_RECORDS TO USE_
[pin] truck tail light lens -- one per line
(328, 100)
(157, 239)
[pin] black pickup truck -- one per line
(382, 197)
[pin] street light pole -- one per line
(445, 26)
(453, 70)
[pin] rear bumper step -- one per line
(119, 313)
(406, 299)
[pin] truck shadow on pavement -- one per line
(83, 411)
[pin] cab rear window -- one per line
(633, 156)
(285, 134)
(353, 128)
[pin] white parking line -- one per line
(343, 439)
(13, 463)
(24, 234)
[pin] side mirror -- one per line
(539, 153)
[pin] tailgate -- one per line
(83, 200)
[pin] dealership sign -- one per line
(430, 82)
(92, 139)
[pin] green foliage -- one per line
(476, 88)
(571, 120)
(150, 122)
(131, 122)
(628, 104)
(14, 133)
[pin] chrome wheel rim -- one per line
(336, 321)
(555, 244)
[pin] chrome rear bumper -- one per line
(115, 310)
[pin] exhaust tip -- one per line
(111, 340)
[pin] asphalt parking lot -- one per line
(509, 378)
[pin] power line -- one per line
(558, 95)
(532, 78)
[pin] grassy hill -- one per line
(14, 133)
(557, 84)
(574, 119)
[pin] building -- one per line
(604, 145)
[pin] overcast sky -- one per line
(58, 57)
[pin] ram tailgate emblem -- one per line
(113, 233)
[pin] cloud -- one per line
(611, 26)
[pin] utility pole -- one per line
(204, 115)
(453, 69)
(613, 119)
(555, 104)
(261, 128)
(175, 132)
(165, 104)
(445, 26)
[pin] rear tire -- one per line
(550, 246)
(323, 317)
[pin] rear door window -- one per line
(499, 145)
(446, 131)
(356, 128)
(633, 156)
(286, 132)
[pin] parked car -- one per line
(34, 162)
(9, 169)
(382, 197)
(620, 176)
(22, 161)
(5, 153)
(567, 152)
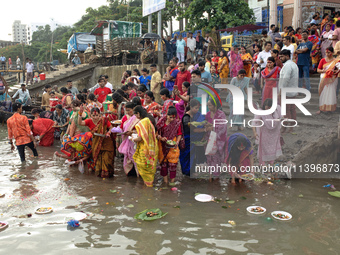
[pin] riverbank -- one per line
(189, 226)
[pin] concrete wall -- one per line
(321, 151)
(115, 73)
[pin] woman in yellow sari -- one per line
(223, 67)
(247, 61)
(169, 128)
(103, 142)
(328, 68)
(146, 154)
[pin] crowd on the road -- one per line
(155, 120)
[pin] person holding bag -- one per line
(216, 136)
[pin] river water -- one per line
(190, 227)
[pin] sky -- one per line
(42, 11)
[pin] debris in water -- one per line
(73, 223)
(231, 222)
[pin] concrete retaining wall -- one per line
(321, 151)
(115, 73)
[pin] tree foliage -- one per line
(218, 14)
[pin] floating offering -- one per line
(17, 177)
(256, 209)
(116, 122)
(204, 198)
(44, 210)
(3, 225)
(78, 216)
(171, 144)
(281, 215)
(247, 177)
(150, 214)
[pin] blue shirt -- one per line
(170, 84)
(168, 46)
(180, 44)
(303, 58)
(145, 81)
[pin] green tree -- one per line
(43, 34)
(218, 14)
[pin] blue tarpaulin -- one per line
(80, 41)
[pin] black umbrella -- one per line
(151, 36)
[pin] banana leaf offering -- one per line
(150, 214)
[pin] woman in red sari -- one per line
(315, 52)
(184, 99)
(44, 128)
(67, 99)
(270, 76)
(103, 142)
(169, 128)
(150, 105)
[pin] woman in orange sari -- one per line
(324, 21)
(146, 153)
(169, 128)
(44, 128)
(150, 105)
(328, 82)
(247, 61)
(103, 142)
(223, 67)
(270, 76)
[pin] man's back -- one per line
(19, 129)
(289, 77)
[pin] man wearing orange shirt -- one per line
(19, 129)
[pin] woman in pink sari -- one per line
(221, 131)
(270, 76)
(184, 99)
(268, 136)
(328, 82)
(325, 42)
(236, 62)
(127, 146)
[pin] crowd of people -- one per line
(155, 120)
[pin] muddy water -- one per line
(193, 228)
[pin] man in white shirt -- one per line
(191, 43)
(29, 68)
(107, 83)
(24, 96)
(18, 62)
(289, 78)
(264, 55)
(288, 46)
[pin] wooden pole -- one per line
(23, 63)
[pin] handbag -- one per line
(212, 144)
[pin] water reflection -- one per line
(189, 228)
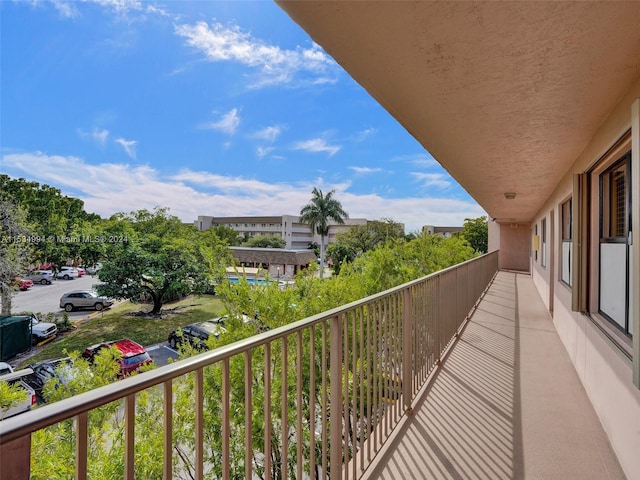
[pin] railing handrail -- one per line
(31, 421)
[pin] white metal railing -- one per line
(325, 392)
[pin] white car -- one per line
(15, 378)
(42, 330)
(68, 273)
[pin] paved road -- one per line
(161, 353)
(46, 298)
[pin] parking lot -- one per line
(45, 298)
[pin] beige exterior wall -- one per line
(297, 235)
(514, 243)
(605, 371)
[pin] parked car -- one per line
(40, 330)
(197, 334)
(59, 370)
(93, 269)
(5, 368)
(77, 299)
(133, 357)
(16, 378)
(43, 277)
(68, 273)
(23, 283)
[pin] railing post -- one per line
(407, 351)
(16, 459)
(335, 359)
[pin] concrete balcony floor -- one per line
(506, 404)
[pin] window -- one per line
(615, 221)
(543, 242)
(567, 242)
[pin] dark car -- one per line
(23, 283)
(59, 370)
(78, 299)
(196, 334)
(43, 277)
(133, 356)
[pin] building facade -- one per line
(534, 108)
(446, 232)
(297, 235)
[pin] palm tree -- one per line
(317, 214)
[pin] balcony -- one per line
(456, 375)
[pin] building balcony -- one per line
(456, 375)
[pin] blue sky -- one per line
(208, 108)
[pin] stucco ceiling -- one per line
(505, 95)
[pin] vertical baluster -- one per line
(312, 402)
(129, 436)
(299, 408)
(199, 460)
(167, 419)
(248, 413)
(285, 411)
(267, 411)
(226, 426)
(336, 398)
(325, 404)
(82, 440)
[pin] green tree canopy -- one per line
(361, 238)
(476, 232)
(14, 248)
(158, 256)
(266, 241)
(319, 212)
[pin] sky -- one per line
(208, 108)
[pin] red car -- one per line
(133, 357)
(23, 283)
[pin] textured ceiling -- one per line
(505, 95)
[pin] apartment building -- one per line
(297, 235)
(446, 232)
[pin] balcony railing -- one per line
(320, 397)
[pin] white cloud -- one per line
(317, 145)
(128, 145)
(262, 152)
(97, 135)
(120, 7)
(269, 133)
(100, 136)
(273, 64)
(420, 160)
(109, 188)
(362, 135)
(365, 170)
(228, 123)
(437, 180)
(65, 9)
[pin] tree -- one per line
(15, 246)
(266, 241)
(476, 232)
(59, 223)
(226, 233)
(361, 238)
(161, 259)
(318, 212)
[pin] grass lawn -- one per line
(115, 324)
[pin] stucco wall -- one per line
(604, 370)
(514, 243)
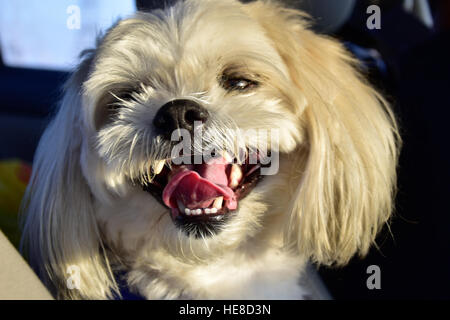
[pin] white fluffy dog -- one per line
(106, 196)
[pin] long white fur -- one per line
(338, 141)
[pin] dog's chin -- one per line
(203, 197)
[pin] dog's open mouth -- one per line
(202, 196)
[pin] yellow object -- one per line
(14, 177)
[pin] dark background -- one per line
(414, 257)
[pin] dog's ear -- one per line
(347, 164)
(60, 236)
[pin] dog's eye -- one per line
(117, 98)
(238, 84)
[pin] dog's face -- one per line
(296, 150)
(154, 75)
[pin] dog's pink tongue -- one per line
(197, 186)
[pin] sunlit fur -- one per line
(338, 153)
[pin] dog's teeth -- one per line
(181, 206)
(218, 203)
(158, 166)
(235, 175)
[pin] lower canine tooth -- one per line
(158, 166)
(218, 203)
(235, 175)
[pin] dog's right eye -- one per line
(117, 98)
(237, 84)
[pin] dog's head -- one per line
(282, 142)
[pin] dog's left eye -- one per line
(238, 84)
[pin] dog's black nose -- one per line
(180, 113)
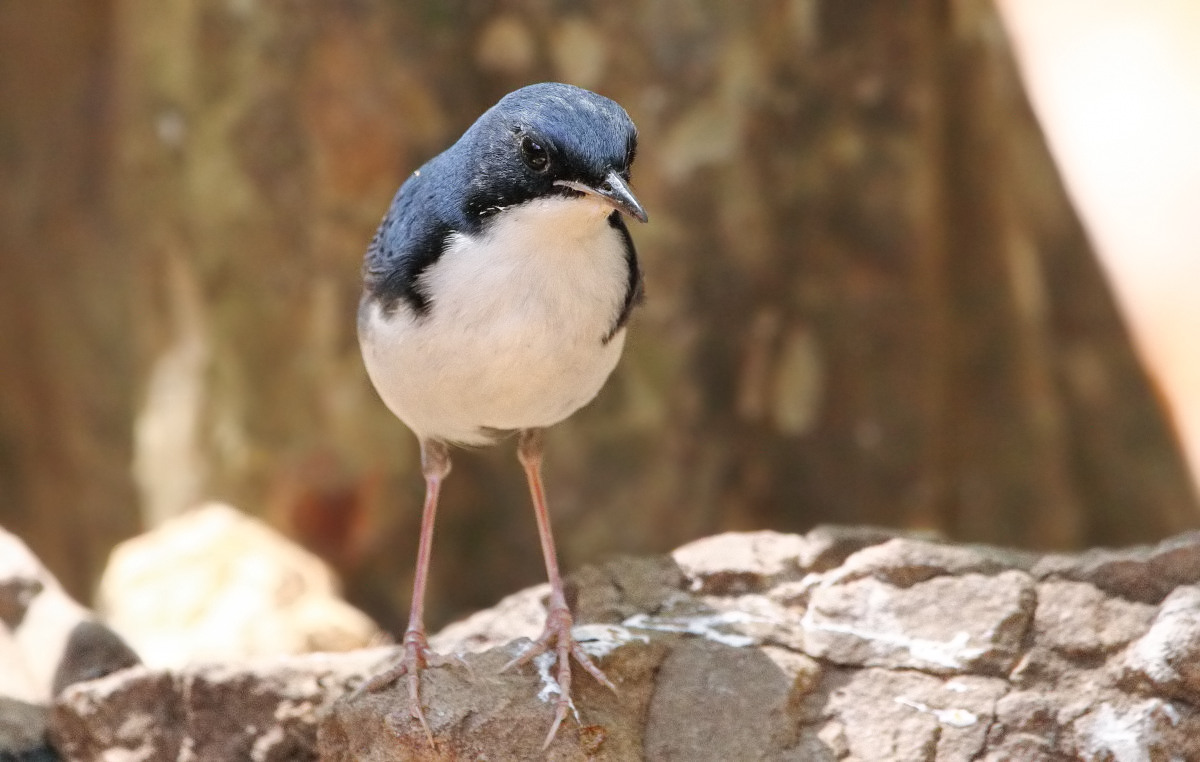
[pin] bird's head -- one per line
(549, 141)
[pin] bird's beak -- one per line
(615, 191)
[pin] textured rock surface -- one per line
(47, 642)
(838, 645)
(215, 583)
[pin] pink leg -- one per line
(435, 466)
(557, 633)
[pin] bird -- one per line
(496, 297)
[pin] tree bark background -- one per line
(869, 300)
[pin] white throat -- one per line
(514, 337)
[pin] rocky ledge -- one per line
(838, 645)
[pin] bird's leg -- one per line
(435, 466)
(557, 633)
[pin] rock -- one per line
(871, 623)
(47, 642)
(215, 583)
(1079, 619)
(262, 711)
(738, 647)
(1145, 574)
(1168, 655)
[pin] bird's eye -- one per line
(534, 154)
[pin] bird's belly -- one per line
(457, 382)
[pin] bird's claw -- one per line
(558, 636)
(418, 655)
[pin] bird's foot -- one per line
(418, 655)
(557, 640)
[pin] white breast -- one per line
(514, 334)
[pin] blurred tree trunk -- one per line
(869, 300)
(66, 360)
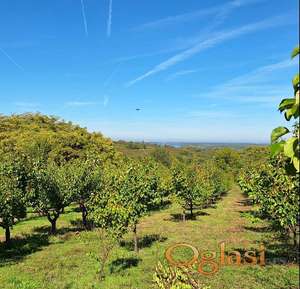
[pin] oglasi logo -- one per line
(207, 259)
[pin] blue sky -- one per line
(207, 71)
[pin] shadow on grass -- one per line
(59, 231)
(143, 242)
(276, 253)
(21, 247)
(179, 217)
(246, 202)
(265, 229)
(121, 264)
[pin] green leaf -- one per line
(278, 132)
(290, 112)
(296, 81)
(286, 103)
(295, 52)
(297, 97)
(290, 147)
(296, 163)
(276, 148)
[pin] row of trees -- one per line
(198, 186)
(48, 164)
(274, 186)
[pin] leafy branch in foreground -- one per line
(289, 147)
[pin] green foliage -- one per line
(291, 146)
(51, 139)
(161, 155)
(275, 193)
(48, 191)
(129, 192)
(166, 277)
(198, 186)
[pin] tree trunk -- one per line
(53, 226)
(53, 222)
(191, 209)
(7, 235)
(135, 239)
(84, 215)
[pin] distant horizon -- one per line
(183, 71)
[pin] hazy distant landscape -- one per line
(149, 144)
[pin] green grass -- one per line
(37, 260)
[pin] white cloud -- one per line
(106, 99)
(180, 73)
(79, 103)
(211, 42)
(11, 59)
(257, 86)
(109, 20)
(218, 10)
(84, 19)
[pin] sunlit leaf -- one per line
(278, 132)
(290, 147)
(286, 103)
(276, 148)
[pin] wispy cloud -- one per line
(111, 75)
(109, 19)
(106, 99)
(11, 59)
(26, 105)
(84, 19)
(257, 86)
(219, 10)
(80, 103)
(180, 73)
(213, 41)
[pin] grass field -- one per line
(37, 260)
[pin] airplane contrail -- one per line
(84, 19)
(11, 59)
(109, 20)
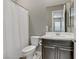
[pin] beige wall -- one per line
(38, 13)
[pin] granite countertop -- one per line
(58, 38)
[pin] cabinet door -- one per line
(65, 53)
(49, 52)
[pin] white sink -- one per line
(59, 35)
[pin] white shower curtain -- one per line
(16, 30)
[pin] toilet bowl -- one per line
(29, 50)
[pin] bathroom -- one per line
(28, 20)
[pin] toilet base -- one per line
(29, 56)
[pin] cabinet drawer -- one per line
(58, 43)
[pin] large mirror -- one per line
(61, 17)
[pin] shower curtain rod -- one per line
(19, 5)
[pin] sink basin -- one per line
(58, 35)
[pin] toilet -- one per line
(29, 50)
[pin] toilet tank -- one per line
(35, 40)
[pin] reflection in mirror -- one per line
(57, 22)
(61, 17)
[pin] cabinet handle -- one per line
(49, 47)
(65, 49)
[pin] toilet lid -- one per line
(28, 48)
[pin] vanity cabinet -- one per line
(54, 49)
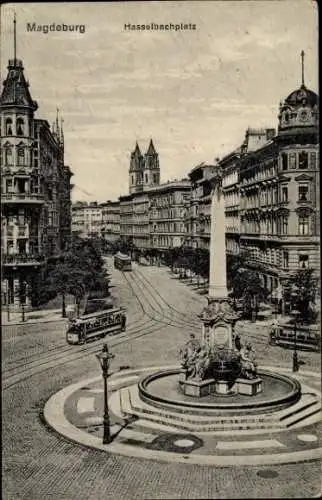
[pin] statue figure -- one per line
(248, 362)
(189, 355)
(202, 362)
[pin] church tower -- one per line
(136, 171)
(151, 167)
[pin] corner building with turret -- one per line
(35, 190)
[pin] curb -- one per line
(55, 418)
(53, 320)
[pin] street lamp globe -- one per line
(104, 358)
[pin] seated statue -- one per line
(248, 363)
(202, 362)
(189, 355)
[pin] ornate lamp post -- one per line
(295, 362)
(104, 358)
(22, 300)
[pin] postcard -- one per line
(160, 243)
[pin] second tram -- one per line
(122, 262)
(95, 325)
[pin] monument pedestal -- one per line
(249, 387)
(197, 388)
(224, 388)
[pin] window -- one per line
(21, 157)
(303, 160)
(9, 185)
(313, 160)
(303, 261)
(303, 193)
(284, 161)
(8, 126)
(21, 186)
(285, 259)
(8, 156)
(20, 126)
(284, 224)
(303, 224)
(284, 193)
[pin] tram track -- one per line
(167, 317)
(194, 322)
(155, 313)
(146, 325)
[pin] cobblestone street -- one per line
(40, 464)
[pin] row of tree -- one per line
(79, 271)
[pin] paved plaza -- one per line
(76, 412)
(56, 450)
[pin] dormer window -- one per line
(8, 156)
(21, 157)
(20, 126)
(8, 126)
(303, 160)
(284, 161)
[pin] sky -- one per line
(194, 91)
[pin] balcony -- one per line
(23, 260)
(21, 198)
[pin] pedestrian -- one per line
(237, 342)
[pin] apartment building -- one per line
(87, 219)
(110, 221)
(35, 189)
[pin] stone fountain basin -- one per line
(162, 390)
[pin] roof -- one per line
(301, 96)
(15, 87)
(151, 149)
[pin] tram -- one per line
(95, 325)
(303, 338)
(122, 262)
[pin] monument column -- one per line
(218, 316)
(217, 256)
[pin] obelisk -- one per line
(218, 317)
(217, 255)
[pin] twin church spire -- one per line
(144, 169)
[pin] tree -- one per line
(302, 290)
(78, 271)
(64, 279)
(247, 285)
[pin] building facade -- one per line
(35, 189)
(168, 204)
(111, 221)
(271, 190)
(144, 170)
(87, 220)
(279, 194)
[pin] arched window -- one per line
(304, 221)
(21, 156)
(20, 126)
(8, 126)
(284, 161)
(8, 156)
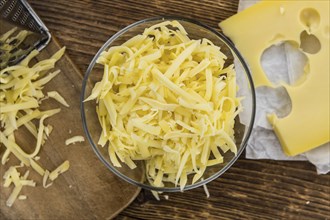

_INSTRUCTIONS TO FOLLOW_
From the listing above, pick out every line containing the word "head" and copy each one in full.

_WRITTEN ANSWER_
[pin] dog's head -- one per line
[pin] bird's head -- one per line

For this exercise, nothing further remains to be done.